== Exercise directions ==
Leave out the pictures, then reproduce the rest of the material exactly.

(Point annotations for photos)
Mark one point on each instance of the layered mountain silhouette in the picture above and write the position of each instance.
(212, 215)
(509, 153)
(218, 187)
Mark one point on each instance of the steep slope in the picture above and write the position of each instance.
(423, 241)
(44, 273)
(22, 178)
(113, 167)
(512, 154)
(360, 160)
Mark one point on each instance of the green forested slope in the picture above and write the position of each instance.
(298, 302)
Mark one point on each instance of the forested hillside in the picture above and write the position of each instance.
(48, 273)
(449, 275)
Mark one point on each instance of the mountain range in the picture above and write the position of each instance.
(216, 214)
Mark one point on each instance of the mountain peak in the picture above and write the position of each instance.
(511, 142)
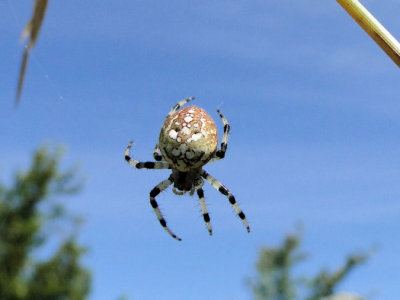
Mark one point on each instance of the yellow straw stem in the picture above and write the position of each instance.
(372, 26)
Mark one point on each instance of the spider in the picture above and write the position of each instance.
(188, 140)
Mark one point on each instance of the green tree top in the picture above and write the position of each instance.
(275, 279)
(22, 220)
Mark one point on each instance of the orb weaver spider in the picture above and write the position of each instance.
(188, 140)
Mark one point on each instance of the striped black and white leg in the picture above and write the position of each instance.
(179, 104)
(204, 210)
(224, 144)
(144, 165)
(157, 154)
(223, 190)
(154, 192)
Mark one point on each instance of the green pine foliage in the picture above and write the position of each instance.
(22, 223)
(275, 279)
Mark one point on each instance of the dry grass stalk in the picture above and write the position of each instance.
(31, 31)
(374, 29)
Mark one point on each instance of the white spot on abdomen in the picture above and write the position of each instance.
(185, 131)
(176, 152)
(172, 134)
(188, 119)
(196, 137)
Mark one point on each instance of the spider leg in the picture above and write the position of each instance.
(204, 210)
(145, 165)
(178, 105)
(154, 192)
(156, 153)
(224, 144)
(223, 190)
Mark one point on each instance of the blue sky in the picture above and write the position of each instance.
(314, 109)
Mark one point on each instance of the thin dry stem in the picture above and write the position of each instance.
(31, 31)
(374, 29)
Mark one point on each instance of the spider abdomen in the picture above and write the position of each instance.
(188, 138)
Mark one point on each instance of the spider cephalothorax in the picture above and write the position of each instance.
(188, 140)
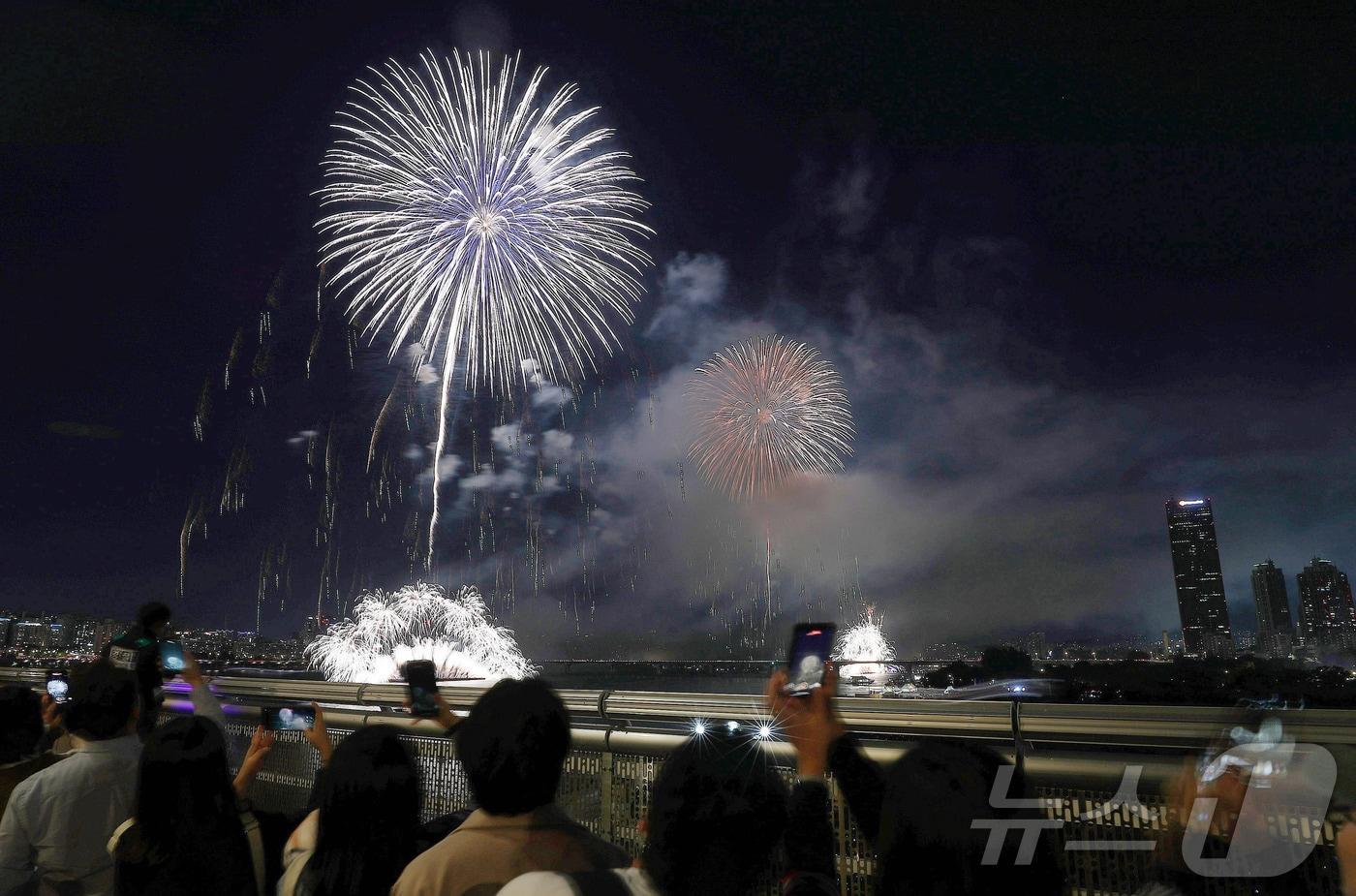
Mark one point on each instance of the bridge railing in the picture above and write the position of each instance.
(1080, 759)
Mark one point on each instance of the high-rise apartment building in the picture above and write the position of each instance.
(1200, 584)
(1275, 630)
(1326, 616)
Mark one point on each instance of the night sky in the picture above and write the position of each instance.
(1068, 267)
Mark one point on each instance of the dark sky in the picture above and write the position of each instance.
(1070, 264)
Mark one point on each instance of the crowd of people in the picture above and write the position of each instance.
(136, 810)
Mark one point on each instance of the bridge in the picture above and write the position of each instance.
(1084, 760)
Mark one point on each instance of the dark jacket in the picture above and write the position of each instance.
(138, 650)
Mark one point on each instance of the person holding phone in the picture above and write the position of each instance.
(24, 716)
(918, 814)
(138, 651)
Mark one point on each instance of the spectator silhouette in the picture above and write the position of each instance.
(138, 651)
(716, 812)
(921, 814)
(189, 830)
(366, 827)
(22, 733)
(57, 824)
(512, 747)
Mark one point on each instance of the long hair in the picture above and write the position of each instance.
(926, 844)
(369, 817)
(187, 820)
(716, 811)
(20, 723)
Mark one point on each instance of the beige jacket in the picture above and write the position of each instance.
(487, 851)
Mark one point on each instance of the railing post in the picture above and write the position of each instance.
(605, 770)
(605, 793)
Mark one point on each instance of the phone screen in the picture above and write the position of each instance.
(811, 645)
(289, 717)
(422, 678)
(57, 686)
(171, 657)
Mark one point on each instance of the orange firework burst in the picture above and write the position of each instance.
(766, 410)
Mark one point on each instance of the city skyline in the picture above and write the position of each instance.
(1060, 279)
(1270, 611)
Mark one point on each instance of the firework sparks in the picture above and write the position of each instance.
(480, 223)
(417, 621)
(766, 410)
(864, 647)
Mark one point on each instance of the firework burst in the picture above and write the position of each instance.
(766, 410)
(478, 221)
(863, 641)
(417, 621)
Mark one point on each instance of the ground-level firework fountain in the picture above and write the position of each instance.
(417, 621)
(863, 648)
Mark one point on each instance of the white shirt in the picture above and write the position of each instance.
(60, 819)
(298, 850)
(553, 884)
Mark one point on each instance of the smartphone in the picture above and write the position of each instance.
(422, 676)
(297, 717)
(811, 645)
(57, 686)
(171, 657)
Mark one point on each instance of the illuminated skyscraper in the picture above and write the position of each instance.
(1275, 631)
(1326, 616)
(1200, 586)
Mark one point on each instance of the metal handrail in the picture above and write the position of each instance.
(1043, 726)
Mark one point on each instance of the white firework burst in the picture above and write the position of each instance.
(864, 647)
(417, 621)
(480, 223)
(766, 410)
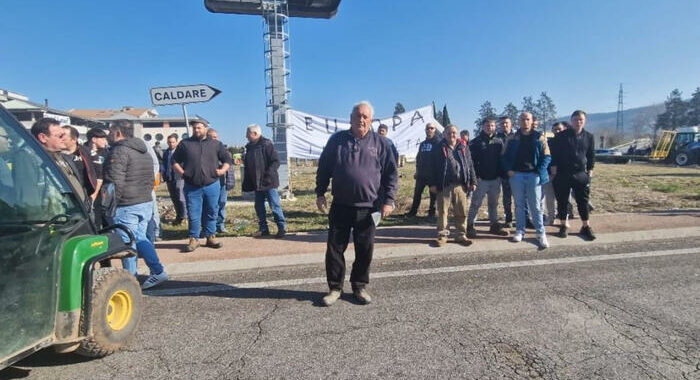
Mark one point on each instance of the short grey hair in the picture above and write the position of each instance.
(364, 103)
(254, 128)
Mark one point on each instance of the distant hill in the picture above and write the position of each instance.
(641, 117)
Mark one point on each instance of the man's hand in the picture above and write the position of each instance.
(386, 210)
(321, 203)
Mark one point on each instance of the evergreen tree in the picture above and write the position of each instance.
(485, 111)
(511, 111)
(445, 116)
(675, 114)
(399, 108)
(546, 110)
(694, 109)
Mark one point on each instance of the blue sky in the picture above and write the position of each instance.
(107, 54)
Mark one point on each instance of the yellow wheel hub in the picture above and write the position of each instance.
(119, 310)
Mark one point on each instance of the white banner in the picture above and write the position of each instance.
(308, 133)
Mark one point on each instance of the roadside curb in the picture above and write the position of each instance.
(406, 250)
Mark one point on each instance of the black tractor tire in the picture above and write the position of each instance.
(111, 284)
(682, 159)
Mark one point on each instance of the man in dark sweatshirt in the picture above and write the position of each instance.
(423, 168)
(129, 168)
(573, 159)
(452, 180)
(486, 150)
(364, 172)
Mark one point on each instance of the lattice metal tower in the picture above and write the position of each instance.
(276, 15)
(620, 125)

== Exercise solution ==
Mark one point on each instance of the layered mountain silhouette in the picture above and write the position of each instance.
(212, 215)
(509, 153)
(218, 187)
Mark one point on each instance of the steep slope in the picture above and write the position of each instance.
(423, 241)
(44, 273)
(22, 178)
(113, 167)
(512, 154)
(360, 160)
Mark one point on each instance of the green forested slope in the picture above and write the position of each instance.
(298, 302)
Mark one point on each instance of the forested hillside in the picture above and write the position of each instance.
(48, 273)
(449, 275)
Mark one point on each instance of the mountain range in the picture above and write the position of each instance.
(216, 214)
Mark one point on each instance of the mountain peak in the picture above and write the position of each instance.
(511, 142)
Mark one point on each instance of the yellow straw stem in the picture above and write the position of each instance.
(372, 26)
Mark one point on each instance of the spider in the picture above and write the position of each instance.
(188, 140)
Mark one point on each instance of the green tree top in the picture above and write the position of each instance.
(275, 279)
(22, 220)
Mark one point on each instance of the orb weaver spider in the picture above and write the position of each instance.
(188, 140)
Mark one point on each instance of the striped black and white leg in the picture above and write the position of each instance.
(179, 104)
(204, 210)
(224, 144)
(144, 165)
(157, 154)
(223, 190)
(154, 192)
Mark one point on each instance of the green pine foliage in the picture above and write the position of each instance.
(22, 223)
(275, 279)
Mark one point on each instance of the dry grass stalk in the picture above and write the position of each instance.
(31, 31)
(374, 29)
Mark one point on each instance of the white spot on abdomen in the picture above and write the position of each instance.
(185, 131)
(176, 152)
(172, 134)
(188, 119)
(196, 137)
Mark one point on each instance of the spider leg in the picture above and write the position of each instance.
(204, 210)
(145, 165)
(178, 105)
(154, 192)
(156, 153)
(224, 144)
(223, 190)
Mark one point on each instance of the blue sky in the picture above and write the position of each instance.
(314, 109)
Mark one point on each instance of the thin dry stem in the picture above and write the position of each instance.
(31, 31)
(374, 29)
Mark one point on each instance of the spider abdomen in the picture above and write the position of each instance.
(188, 138)
Mark one point on each instance of the spider cephalothorax in the picture above and write the position of each instance.
(188, 140)
Mark one point on each instance of the bridge railing in the picture above and write the position of each instance.
(1080, 759)
Mark one point on each instance of the high-rise apartment building in the picture above and write the position of each instance.
(1200, 584)
(1275, 630)
(1326, 616)
Mark one point on each instance of the night sky in the picture above and write the position of each instance.
(1068, 267)
Mark one point on each instance of the dark sky in the picture above and write the position of each instance.
(1070, 264)
Mark one point on each instance of the crowd of people in the picture above and write the position of each instance.
(136, 810)
Mark one point on each instance of the bridge in the picture above and write the position of each instance.
(1084, 760)
Mark one point on each instance of the dark jacket in the picture above and write the position of each instance.
(138, 650)
Mark one point on each instance of the person holding phone in the picture above and write the position of each instance.
(24, 716)
(918, 814)
(138, 651)
Mark one point on each instance of the spectator silhouette in the picture above and write the position of each instance.
(138, 651)
(716, 812)
(921, 814)
(189, 830)
(366, 827)
(22, 733)
(57, 824)
(512, 747)
Mark one point on each instance of the long hair in the picture above and write the position of each instance.
(926, 844)
(369, 817)
(187, 820)
(716, 811)
(20, 723)
Mark one point on each instance of the beige jacket in the picture above and write the position of each instance.
(487, 851)
Mark one point on each instance of the railing post in the picture above and write the position of each instance.
(605, 770)
(605, 793)
Mark one point on each instance of the phone screen in the picture above and write the position of each instance.
(811, 645)
(289, 717)
(422, 678)
(57, 686)
(171, 657)
Mark one point on each instance of the orange firework burst in the picture above and write the position of each instance.
(766, 410)
Mark one point on each instance of the city skyline in the picture above and write the position of each instance.
(1060, 279)
(1270, 611)
Mark one point on each instance of the firework sparks in the picture above and write the position of each instance.
(480, 223)
(417, 621)
(766, 410)
(864, 647)
Mark one point on each instance of the firework burst in the picture above and write the position of each instance.
(766, 410)
(478, 221)
(863, 641)
(417, 621)
Mark one point on each instance of the ground-level firework fountain in the picture above and write the position of each instance.
(417, 621)
(863, 648)
Mark one point on each instance of the white shirt in the picture above and write the position of each instance.
(60, 819)
(298, 850)
(553, 884)
Mark one point on each instance of the smartphone in the picture above and write the position of each instance.
(422, 676)
(297, 717)
(811, 645)
(57, 686)
(171, 657)
Mark one point on each instance of the illuminated skyscraper in the picture above and write the position of each instance.
(1275, 631)
(1326, 616)
(1200, 586)
Mark one point on each instance of the metal handrail in the picture above and write the position of each instance.
(1043, 726)
Mark one point on each instance of the white firework burst in the picture above and write the position of each instance.
(864, 647)
(417, 621)
(480, 223)
(766, 410)
Mark one point on each instance of the short grey hair in the picture above and write the position of each instance.
(364, 103)
(254, 128)
Mark one point on each instance of the distant hill in the picture above and write the position of each instance.
(641, 117)
Mark one point on each instance of the man's hand in the picture above and write the position of each instance.
(386, 210)
(321, 203)
Mark one point on each instance of the evergreen tree in the picture above and write the position of each instance.
(485, 111)
(511, 111)
(445, 116)
(675, 114)
(399, 108)
(546, 110)
(694, 109)
Mark one point on each instance of the blue sky in the picture above and write the position of each instance.
(107, 54)
Mark one point on each instance of the yellow wheel hub in the picture above and write the position of each instance.
(119, 310)
Mark one point on each instance of the white banner in the picture above and write the position of each instance.
(308, 133)
Mark one point on each instance of the roadside curb in the picture above and write the position of each instance.
(406, 250)
Mark one point on each instance of the black tractor tire in the picture above and write the position of each instance.
(111, 284)
(682, 159)
Mark one point on each instance of the man in dark sweatshirt in the picture above and write the position of each instance.
(423, 168)
(129, 168)
(573, 159)
(452, 180)
(486, 150)
(364, 172)
Mark one point on each instance of the lattice metal tower in the picture above and write the position of each instance.
(276, 15)
(620, 125)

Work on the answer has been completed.